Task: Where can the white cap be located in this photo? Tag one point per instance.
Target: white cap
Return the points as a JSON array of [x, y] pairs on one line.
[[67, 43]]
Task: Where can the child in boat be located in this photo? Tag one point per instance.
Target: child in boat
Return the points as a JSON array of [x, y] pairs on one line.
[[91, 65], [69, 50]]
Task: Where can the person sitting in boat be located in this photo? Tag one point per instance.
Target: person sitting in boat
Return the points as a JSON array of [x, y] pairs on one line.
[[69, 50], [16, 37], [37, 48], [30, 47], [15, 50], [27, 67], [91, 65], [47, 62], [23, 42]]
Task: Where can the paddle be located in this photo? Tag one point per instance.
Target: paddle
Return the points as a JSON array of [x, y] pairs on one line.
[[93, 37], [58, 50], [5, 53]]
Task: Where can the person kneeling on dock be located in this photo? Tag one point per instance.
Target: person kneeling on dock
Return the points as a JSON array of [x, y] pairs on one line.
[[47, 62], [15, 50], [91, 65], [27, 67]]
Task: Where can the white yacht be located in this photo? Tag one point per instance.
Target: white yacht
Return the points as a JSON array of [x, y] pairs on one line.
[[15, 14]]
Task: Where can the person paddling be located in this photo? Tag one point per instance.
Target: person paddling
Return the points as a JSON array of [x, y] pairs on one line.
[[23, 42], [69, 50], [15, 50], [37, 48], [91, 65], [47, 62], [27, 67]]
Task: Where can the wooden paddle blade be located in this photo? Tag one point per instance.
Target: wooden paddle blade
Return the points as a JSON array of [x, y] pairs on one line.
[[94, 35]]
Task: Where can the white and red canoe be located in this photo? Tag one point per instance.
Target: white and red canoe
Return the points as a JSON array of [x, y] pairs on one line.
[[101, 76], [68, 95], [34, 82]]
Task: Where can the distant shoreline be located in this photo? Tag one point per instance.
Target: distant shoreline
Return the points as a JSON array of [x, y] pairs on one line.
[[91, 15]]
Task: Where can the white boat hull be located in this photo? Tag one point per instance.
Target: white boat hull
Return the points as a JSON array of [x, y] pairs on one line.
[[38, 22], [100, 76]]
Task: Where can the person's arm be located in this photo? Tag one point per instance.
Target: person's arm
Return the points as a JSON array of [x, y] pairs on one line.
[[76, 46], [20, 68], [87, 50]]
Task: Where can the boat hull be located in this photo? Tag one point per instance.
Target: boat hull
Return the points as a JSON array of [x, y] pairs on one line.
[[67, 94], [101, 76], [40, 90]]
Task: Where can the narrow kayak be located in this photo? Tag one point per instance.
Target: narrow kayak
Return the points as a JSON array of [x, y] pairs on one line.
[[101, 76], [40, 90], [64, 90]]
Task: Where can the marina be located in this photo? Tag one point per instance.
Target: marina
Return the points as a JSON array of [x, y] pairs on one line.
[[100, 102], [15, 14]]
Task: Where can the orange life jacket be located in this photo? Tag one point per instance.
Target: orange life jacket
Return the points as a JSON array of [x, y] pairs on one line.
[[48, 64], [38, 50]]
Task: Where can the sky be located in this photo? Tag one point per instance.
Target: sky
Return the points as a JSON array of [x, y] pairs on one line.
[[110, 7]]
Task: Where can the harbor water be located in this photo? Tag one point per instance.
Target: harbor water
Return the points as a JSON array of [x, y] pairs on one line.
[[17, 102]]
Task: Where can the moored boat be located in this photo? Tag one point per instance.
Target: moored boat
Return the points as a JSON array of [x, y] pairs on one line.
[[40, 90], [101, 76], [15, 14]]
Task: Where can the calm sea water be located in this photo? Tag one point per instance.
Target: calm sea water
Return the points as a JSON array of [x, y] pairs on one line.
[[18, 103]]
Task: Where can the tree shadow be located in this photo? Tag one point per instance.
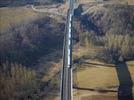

● Task requirements:
Pictures aside, write out all of the records exactly.

● Problem solution:
Task: Where can the white cap be located in this photo? Tag one point per instance.
Target: white cap
Return the points as a JSON array of [x, y] pairs on one line.
[[67, 43]]
Task: Where can the child in boat be located in this photo? Tag one point per instance.
Target: child in boat
Return the points as a JSON array of [x, y] pairs on one line.
[[91, 65], [69, 50]]
Task: Where can the person sitting in boat be located in this photo? Tag one point per instance.
Target: person sitting in boat
Return the points as a JSON array of [x, y] pairs on one line.
[[69, 50], [16, 37], [37, 48], [30, 47], [15, 50], [27, 67], [91, 65], [47, 62], [23, 42]]
Task: Where can the paddle be located in this photo? Tag one point per instance.
Target: paddle
Return the points as a JSON array of [x, y] pairs on one line.
[[93, 37], [58, 50], [5, 53]]
Task: Where can the person kneeling on dock be located in this photo? Tag one point per instance.
Target: person kneeling on dock
Return the points as a JSON array of [x, y] pairs on one line.
[[47, 62], [15, 50], [91, 65], [27, 67]]
Task: Where can the white yacht be located in this photo? Tag one point per instance.
Target: white yacht
Return the points as a JSON array of [x, y] pairs on one line.
[[15, 14]]
Task: Where can the person paddling be located in this photo? Tag one point per instance.
Target: person paddling
Return the points as a JSON array of [x, y] pairs on one line.
[[23, 42], [69, 50], [15, 50], [37, 48], [91, 65], [47, 62], [27, 67]]
Task: Where can the wooden paddle blade be located in this photo? Tag one point per instance.
Target: wooden paddle blade
Return the points as a JSON array of [x, y] pairs on one line.
[[94, 35]]
Task: Where can the white and red canoe be located in this photo? Tag one point per instance.
Target: white and red canoe
Return the points as a JSON array of [x, y] pairs on one line.
[[101, 76], [68, 95], [34, 82]]
Task: Where can the distant shoreline be located in this photo? Tag one point per instance.
Target: distant shoreline
Return the points as a JSON array of [x, y] pairs on one line.
[[91, 15]]
Task: Where can the white boat hull be located in this photo? Tag one point per instance.
Target: white boat hull
Return the points as a JSON array of [x, y] pairs on one line.
[[38, 22], [100, 76]]
Task: Where can the person's arm be located in this photo? Tag one point per instance.
Target: person's arm
Return the points as a JSON array of [x, y] pairs on one line.
[[76, 46], [20, 68], [87, 50]]
Task: Where can the boat hull be located in this photo? Tag one point per instance.
Target: boat hull
Return the points as a JSON array of [x, y] pairs on one line.
[[67, 94], [101, 76], [40, 90]]
Task: Where can the narrow kayak be located in this photo? Tag one point per instance.
Target: narrow kayak
Return the points as a JSON array of [x, y] pairs on one line.
[[101, 76], [40, 90], [64, 90]]
Task: Where can the marina be located in this photo? Tag one point per instance.
Target: marina
Return the points as a JSON array of [x, y] pairs on one line.
[[100, 102], [15, 14]]
Task: Where can the orange life jacket be located in this photo? Tag one point per instance.
Target: orange life jacket
Return the points as a JSON array of [x, y] pairs on one line.
[[48, 64], [38, 50]]
Task: Where can the sky be located in this photo? Tag one point per instance.
Target: sky
Return the points as a JSON array of [x, y] pairs on one line.
[[110, 7]]
Task: Where can the harbor water be located in this photo? Tag one point per instance.
Target: harbor water
Return the points as a JSON array of [x, y] pairs on one line.
[[17, 102]]
Task: Where can the moored boat be located in this photo? Tag one point per instance.
Target: moored boat
Return the points as a JSON array of [x, y] pairs on one line.
[[40, 90], [101, 76], [15, 14]]
Task: Where can the calm sea water be located in this photo? Tag one point per instance.
Target: calm sea water
Return the points as a JSON array of [x, y] pairs on one line.
[[18, 103]]
Task: Where can the tree shadow be located in this photo? Tag one point per instance.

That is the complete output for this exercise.